* START Data provided *

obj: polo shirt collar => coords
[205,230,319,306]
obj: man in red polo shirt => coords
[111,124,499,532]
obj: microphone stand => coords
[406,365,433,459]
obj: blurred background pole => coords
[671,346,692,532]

* END Data provided *

Requirement
Could you output all of the records above again, line for line, with no changes?

Solution for this problem
obj: polo shirt collar => coords
[205,230,319,306]
obj: man in red polo shirt => coords
[111,124,499,532]
obj: microphone stand => coords
[406,365,433,459]
obj: blurred background pole => coords
[671,346,692,532]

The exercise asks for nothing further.